** Document segment **
Claims
- 1. A dual-energy x-ray absorptiometry apparatus comprising:
a first source of a first conical beam of x-rays having photon energies in a first range of photon energies; a second source of a second conical beam of x-rays having photon energies in a second range of photon energies different from the first range of photon energies, the second beam co-located with the first beam; an x-ray receiver comprising an area x-ray detector for detecting x-ray intensity at a plurality of receptors distributed over an area having a length and a width; and a subject table substantially transparent to x-rays, wherein the first conical beam intersects the subject table and impinges on the area x-ray detector.
- 2. An apparatus as recited in claim 1, wherein bone mass in a subject on the subject table is determined within one percent for each receptor of the plurality of receptors.
- 3. An apparatus as recited in claim 1, the x-ray receiver further comprising a two dimensional anti-scatter grid with a plurality of holes.
- 4. An apparatus as recited in claim 1, the x-ray receiver further comprising a three dimensional anti-scatter grid with a plurality of holes.
- 5. An apparatus as recited in claim 1, wherein a distance from the first source to the area x-ray detector is about one meter.
- 6. An apparatus as recited in claim 1, wherein the area x-ray detector includes a plurality of pairs of adjacent receptors that distinguish x-ray intensity, the pairs of adjacent receptors arranged with more than two receptor pairs per millimeter.
- 7. An apparatus as recited in claim 6, wherein the pairs of adjacent receptors are arranged with at least 3.8 receptor pairs per millimeter.
- 8. An apparatus as recited in claim 1, wherein the area x-ray detector includes a plurality of receptors that measure x-ray intensity, the plurality of receptors arranged in more than two rows of receptors, each row including at least a hundred receptors.
- 9. An apparatus as recited in claim 1, wherein the area x-ray detector comprises an amorphous silicon detector.
- 10. An apparatus as recited in claim 9, wherein the width is at least 200 millimeters and the length is at least 200 millimeters.
- 11. An apparatus as recited in claim 9, wherein the amorphous silicon detector includes an array of 0.127-millimeter square receptors.
- 12. An apparatus as recited in claim 11, wherein the array includes at least 1400 rows of receptors and at least 1400 receptors per row.

** Data extract **
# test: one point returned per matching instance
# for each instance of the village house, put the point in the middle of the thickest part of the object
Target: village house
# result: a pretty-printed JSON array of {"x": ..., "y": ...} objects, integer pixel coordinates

** Short exercise **
In the patent claims, swap "receptor pairs" for "sensor pairs" and write out the stretch from "- 6. An apparatus" through "3.8 receptor pairs per millimeter.". You won't need the lines for this.

** Worked answer **
- 6. An apparatus as recited in claim 1, wherein the area x-ray detector includes a plurality of pairs of adjacent receptors that distinguish x-ray intensity, the pairs of adjacent receptors arranged with more than two sensor pairs per millimeter.
- 7. An apparatus as recited in claim 6, wherein the pairs of adjacent receptors are arranged with at least 3.8 sensor pairs per millimeter.